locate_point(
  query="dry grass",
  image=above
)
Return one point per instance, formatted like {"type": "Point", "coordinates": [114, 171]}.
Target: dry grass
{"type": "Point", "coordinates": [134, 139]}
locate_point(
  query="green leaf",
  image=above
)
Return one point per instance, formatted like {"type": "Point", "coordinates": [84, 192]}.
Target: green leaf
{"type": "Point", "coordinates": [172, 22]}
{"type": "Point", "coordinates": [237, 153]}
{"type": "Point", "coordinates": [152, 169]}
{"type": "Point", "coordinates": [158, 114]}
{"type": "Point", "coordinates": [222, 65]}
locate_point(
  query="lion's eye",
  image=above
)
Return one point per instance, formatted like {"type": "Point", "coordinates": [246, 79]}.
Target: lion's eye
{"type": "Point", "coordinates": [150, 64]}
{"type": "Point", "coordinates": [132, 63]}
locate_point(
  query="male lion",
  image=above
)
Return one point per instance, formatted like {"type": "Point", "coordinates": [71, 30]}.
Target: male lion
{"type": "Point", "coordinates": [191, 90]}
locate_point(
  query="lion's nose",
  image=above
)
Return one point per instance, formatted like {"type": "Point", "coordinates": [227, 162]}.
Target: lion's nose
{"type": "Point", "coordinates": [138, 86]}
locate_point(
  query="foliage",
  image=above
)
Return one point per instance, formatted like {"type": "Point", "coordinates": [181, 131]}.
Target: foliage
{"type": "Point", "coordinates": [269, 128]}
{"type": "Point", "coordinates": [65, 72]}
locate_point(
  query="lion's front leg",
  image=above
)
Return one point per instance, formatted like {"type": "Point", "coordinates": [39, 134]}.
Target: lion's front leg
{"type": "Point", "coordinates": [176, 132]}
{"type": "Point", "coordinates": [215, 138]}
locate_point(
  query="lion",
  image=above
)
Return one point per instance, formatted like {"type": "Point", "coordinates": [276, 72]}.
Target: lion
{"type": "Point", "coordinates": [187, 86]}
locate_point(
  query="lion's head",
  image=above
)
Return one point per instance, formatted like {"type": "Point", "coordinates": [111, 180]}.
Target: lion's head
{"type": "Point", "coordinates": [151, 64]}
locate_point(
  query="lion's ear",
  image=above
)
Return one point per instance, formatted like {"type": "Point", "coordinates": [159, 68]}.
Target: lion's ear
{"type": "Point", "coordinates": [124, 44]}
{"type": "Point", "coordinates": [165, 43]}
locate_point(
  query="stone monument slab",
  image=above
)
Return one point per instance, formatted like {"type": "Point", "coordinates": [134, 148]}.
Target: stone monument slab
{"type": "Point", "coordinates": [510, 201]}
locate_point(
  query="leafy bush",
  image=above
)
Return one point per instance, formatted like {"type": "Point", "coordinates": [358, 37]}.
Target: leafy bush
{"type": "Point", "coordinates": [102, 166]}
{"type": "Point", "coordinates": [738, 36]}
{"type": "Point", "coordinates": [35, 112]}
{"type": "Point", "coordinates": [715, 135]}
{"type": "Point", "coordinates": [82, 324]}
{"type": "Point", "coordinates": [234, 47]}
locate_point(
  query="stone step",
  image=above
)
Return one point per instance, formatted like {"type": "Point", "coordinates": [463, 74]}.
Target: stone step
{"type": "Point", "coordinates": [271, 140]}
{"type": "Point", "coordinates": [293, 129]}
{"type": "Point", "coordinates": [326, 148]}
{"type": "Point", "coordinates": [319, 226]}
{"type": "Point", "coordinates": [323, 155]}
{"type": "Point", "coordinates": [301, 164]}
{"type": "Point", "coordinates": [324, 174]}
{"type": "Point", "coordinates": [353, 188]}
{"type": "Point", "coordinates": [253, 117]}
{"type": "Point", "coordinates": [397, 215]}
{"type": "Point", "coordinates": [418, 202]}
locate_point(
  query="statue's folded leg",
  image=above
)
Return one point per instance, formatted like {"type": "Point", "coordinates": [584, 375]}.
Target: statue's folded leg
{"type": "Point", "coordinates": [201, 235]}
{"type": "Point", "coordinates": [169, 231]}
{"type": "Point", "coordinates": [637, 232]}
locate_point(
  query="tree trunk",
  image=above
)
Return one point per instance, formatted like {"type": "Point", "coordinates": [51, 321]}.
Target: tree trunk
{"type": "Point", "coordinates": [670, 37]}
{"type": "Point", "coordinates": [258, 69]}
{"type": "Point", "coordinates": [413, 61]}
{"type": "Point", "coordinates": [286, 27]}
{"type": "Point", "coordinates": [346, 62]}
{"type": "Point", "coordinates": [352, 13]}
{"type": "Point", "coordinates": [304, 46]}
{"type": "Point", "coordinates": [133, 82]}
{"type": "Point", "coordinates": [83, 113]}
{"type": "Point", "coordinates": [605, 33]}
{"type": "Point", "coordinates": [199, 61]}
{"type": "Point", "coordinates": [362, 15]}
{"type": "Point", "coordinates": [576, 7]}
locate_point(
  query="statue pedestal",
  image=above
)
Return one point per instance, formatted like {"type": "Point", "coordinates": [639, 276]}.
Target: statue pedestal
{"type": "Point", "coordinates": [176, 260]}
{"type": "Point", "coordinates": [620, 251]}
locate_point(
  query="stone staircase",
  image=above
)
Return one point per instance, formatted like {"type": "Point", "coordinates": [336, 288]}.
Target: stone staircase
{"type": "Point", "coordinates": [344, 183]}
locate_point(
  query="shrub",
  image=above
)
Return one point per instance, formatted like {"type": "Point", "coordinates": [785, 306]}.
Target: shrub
● ● ● ●
◆ PROBLEM DETAILS ◆
Please output the listing above exactly, every line included.

◆ WORKED SOLUTION ◆
locate_point(
  query="dry grass",
  image=above
)
Return one point per instance, formatted like {"type": "Point", "coordinates": [114, 171]}.
Target: dry grass
{"type": "Point", "coordinates": [134, 139]}
locate_point(
  query="green leaf",
  image=above
)
Return one point per instance, formatted like {"type": "Point", "coordinates": [84, 192]}.
Target: green leaf
{"type": "Point", "coordinates": [172, 22]}
{"type": "Point", "coordinates": [237, 153]}
{"type": "Point", "coordinates": [152, 169]}
{"type": "Point", "coordinates": [158, 114]}
{"type": "Point", "coordinates": [222, 65]}
locate_point(
  query="lion's eye",
  image=above
)
Return one point per instance, formatted like {"type": "Point", "coordinates": [246, 79]}.
Target: lion's eye
{"type": "Point", "coordinates": [150, 64]}
{"type": "Point", "coordinates": [132, 63]}
locate_point(
  query="male lion",
  image=above
)
Return one point per instance, formatted like {"type": "Point", "coordinates": [71, 30]}.
Target: male lion
{"type": "Point", "coordinates": [191, 90]}
locate_point(
  query="lion's nose",
  image=above
)
Return one point per instance, formatted like {"type": "Point", "coordinates": [227, 162]}.
Target: lion's nose
{"type": "Point", "coordinates": [138, 86]}
locate_point(
  query="foliage",
  image=above
)
Return one point per instance, formatted like {"type": "Point", "coordinates": [181, 131]}.
Target: foliage
{"type": "Point", "coordinates": [269, 128]}
{"type": "Point", "coordinates": [65, 72]}
locate_point(
  query="lion's front leg",
  image=above
)
Return one point per instance, formatted like {"type": "Point", "coordinates": [39, 134]}.
Target: lion's front leg
{"type": "Point", "coordinates": [176, 132]}
{"type": "Point", "coordinates": [215, 138]}
locate_point(
  query="lion",
  image=above
)
Return one point per instance, formatted like {"type": "Point", "coordinates": [276, 72]}.
Target: lion
{"type": "Point", "coordinates": [187, 86]}
locate_point(
  query="lion's head",
  image=above
)
Return one point per instance, formatted like {"type": "Point", "coordinates": [111, 180]}.
Target: lion's head
{"type": "Point", "coordinates": [151, 64]}
locate_point(
  query="lion's ear",
  image=above
)
Return one point per instance, formatted like {"type": "Point", "coordinates": [159, 68]}.
Target: lion's ear
{"type": "Point", "coordinates": [124, 44]}
{"type": "Point", "coordinates": [165, 43]}
locate_point(
  query="stone monument slab",
  image=above
)
Return one point per instance, formatted like {"type": "Point", "coordinates": [134, 148]}.
Target: stone monument slab
{"type": "Point", "coordinates": [510, 201]}
locate_point(
  query="leafy bush",
  image=above
)
Return one point per instance, formatted like {"type": "Point", "coordinates": [358, 37]}.
Target: leafy bush
{"type": "Point", "coordinates": [102, 166]}
{"type": "Point", "coordinates": [738, 36]}
{"type": "Point", "coordinates": [35, 112]}
{"type": "Point", "coordinates": [715, 135]}
{"type": "Point", "coordinates": [82, 324]}
{"type": "Point", "coordinates": [234, 47]}
locate_point(
  query="stone step",
  image=above
)
Return one point per instance, formatted like {"type": "Point", "coordinates": [463, 74]}.
Target: stone step
{"type": "Point", "coordinates": [271, 140]}
{"type": "Point", "coordinates": [293, 129]}
{"type": "Point", "coordinates": [326, 148]}
{"type": "Point", "coordinates": [319, 226]}
{"type": "Point", "coordinates": [323, 155]}
{"type": "Point", "coordinates": [301, 164]}
{"type": "Point", "coordinates": [324, 174]}
{"type": "Point", "coordinates": [353, 188]}
{"type": "Point", "coordinates": [253, 117]}
{"type": "Point", "coordinates": [397, 215]}
{"type": "Point", "coordinates": [418, 202]}
locate_point(
  query="statue's folded leg",
  image=above
)
Return one point per instance, formatted like {"type": "Point", "coordinates": [584, 375]}.
Target: statue's folded leg
{"type": "Point", "coordinates": [201, 235]}
{"type": "Point", "coordinates": [169, 231]}
{"type": "Point", "coordinates": [637, 232]}
locate_point(
  query="tree trunk",
  image=above
)
Return one point per instance, formatted like {"type": "Point", "coordinates": [51, 321]}.
Target: tree trunk
{"type": "Point", "coordinates": [670, 37]}
{"type": "Point", "coordinates": [258, 69]}
{"type": "Point", "coordinates": [413, 61]}
{"type": "Point", "coordinates": [286, 27]}
{"type": "Point", "coordinates": [346, 62]}
{"type": "Point", "coordinates": [352, 13]}
{"type": "Point", "coordinates": [304, 46]}
{"type": "Point", "coordinates": [133, 82]}
{"type": "Point", "coordinates": [83, 113]}
{"type": "Point", "coordinates": [605, 33]}
{"type": "Point", "coordinates": [199, 61]}
{"type": "Point", "coordinates": [362, 15]}
{"type": "Point", "coordinates": [576, 7]}
locate_point(
  query="statue pedestal",
  image=above
)
Return one point per instance, formatted like {"type": "Point", "coordinates": [639, 276]}.
Target: statue pedestal
{"type": "Point", "coordinates": [176, 260]}
{"type": "Point", "coordinates": [620, 251]}
locate_point(
  query="stone staircase",
  image=above
)
Return one point per instance, formatted like {"type": "Point", "coordinates": [336, 288]}.
Target: stone staircase
{"type": "Point", "coordinates": [344, 183]}
locate_point(
  query="shrub",
  image=above
)
Return one point per instance, formatted like {"type": "Point", "coordinates": [785, 306]}.
Target: shrub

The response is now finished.